### Task A
According to the piece on cycling and doping, what share of hospital admissions are booze-fuelled?
### Task B
Carry on the piece on cycling and doping from its final sentence.

### Extract
Now let’s talk about drugs; please! Doping – goodness, such an outpouring of outrage! The whole world dopes; housewives on Valium, hangover merchants on aspirin, tea and coffee for goodness sakes, are drugs. So is beer and whisky; 1 in 4 hospital admissions are booze-fuelled.
Now let’s look at cycling and drugs; first it was brandy, then poor old Tommy and the whizz; then it got more sophisticated and then it got considerably more sophisticated. But Maitre Jacques said it all in the 50’s; you can’t win the tour on mineral water. Or as my best mate Mart, bike shop owner and lifelong bikey says, “The crowds, the sponsors, the television, the sponsors and the team managements all demand levels of performance that simply aren’t natural, that cannot be attained without pharmaceutical help.” Whether it’s in yer steak, a syringe or a blood bag.
What gets my goat, really makes me angry is this; there are many many people biting the hand that feeds them. Especially journalists. They are besmirching our sport to round up the circulation numbers. They should be thinking about who and what pays their bills, and writing about the wonderful, exciting newly competitive racing we’re all watching agog these days.
So what’s going down? This; almost (but not quite; he had help, both corporate and private) singlehandedly L.A. moved cycling into a different league as far as the dosh was concerned. He did it by bringing the States on board, marketing it thru’ his name. Armstrong was branded. And boy did the brand move some units!

Region descriptions in natural language:

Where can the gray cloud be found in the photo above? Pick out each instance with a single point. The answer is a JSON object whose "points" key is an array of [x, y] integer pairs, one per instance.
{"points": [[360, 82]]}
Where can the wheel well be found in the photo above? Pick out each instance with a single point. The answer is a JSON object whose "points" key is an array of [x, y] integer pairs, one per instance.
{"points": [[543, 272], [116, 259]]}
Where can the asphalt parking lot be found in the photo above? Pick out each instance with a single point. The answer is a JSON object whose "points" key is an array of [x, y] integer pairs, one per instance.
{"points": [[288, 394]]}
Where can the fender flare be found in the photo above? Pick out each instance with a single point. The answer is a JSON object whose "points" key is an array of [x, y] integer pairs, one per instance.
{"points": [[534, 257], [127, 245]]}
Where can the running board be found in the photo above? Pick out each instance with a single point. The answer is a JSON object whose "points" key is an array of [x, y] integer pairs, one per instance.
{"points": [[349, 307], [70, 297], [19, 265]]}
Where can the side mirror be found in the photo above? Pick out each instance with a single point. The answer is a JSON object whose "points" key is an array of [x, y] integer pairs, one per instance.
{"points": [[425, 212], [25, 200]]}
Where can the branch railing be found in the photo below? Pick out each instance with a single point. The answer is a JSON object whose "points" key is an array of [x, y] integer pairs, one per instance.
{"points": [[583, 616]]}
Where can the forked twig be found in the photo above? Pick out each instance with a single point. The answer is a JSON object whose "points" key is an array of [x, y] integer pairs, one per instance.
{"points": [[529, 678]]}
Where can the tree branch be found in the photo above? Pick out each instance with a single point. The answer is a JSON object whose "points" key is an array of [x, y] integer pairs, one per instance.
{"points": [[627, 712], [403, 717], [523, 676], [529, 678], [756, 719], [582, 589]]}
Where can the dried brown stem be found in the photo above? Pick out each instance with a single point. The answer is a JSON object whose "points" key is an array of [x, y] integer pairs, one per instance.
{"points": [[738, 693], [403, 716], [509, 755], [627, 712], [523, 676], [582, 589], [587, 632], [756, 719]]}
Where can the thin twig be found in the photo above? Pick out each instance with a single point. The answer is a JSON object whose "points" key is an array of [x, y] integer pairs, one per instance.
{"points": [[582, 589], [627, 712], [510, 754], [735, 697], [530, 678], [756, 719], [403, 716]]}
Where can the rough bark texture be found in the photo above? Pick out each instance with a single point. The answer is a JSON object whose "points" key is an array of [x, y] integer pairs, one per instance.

### Exercise response A
1 in 4.

### Exercise response B
So why is he being witch hunted now? Cos’ he’s gone and there’s no one to fill the void. The market has contracted and the USDA, the UCI and Uncle Tom Cobbley and all are fighting for what’s left in the cart. Nike aren’t interested in marketing a little Spanish lad with a penchant for cow’s arse, are they? If there was another Lance in the pipeline, it might all be a bit different. But there isn’t. Not yet. Maybe there never will be. The truth is he is and was a phenomenal athlete, far and away the best of his generation. Maybe the equivalent of Merckx; in longevity if not in all round ability.
The real questions are how on earth Lance has acquired such vicious enemies; tho’ there’s no doubt that he was dominant and ruthless and a manipulator so was every other great champion. By definition he wouldn’t have achieved such success without those qualities. Hinault was at least as bad. And why everyone in the media, the sport’s government and administration and Joe Public seems determined to ignore the wonderfully open new racing (surely an indication that it’s cleaner than ever; really as well regulated as Cavendish would have us believe) and commit as open and public a Hari Kiri as is possible.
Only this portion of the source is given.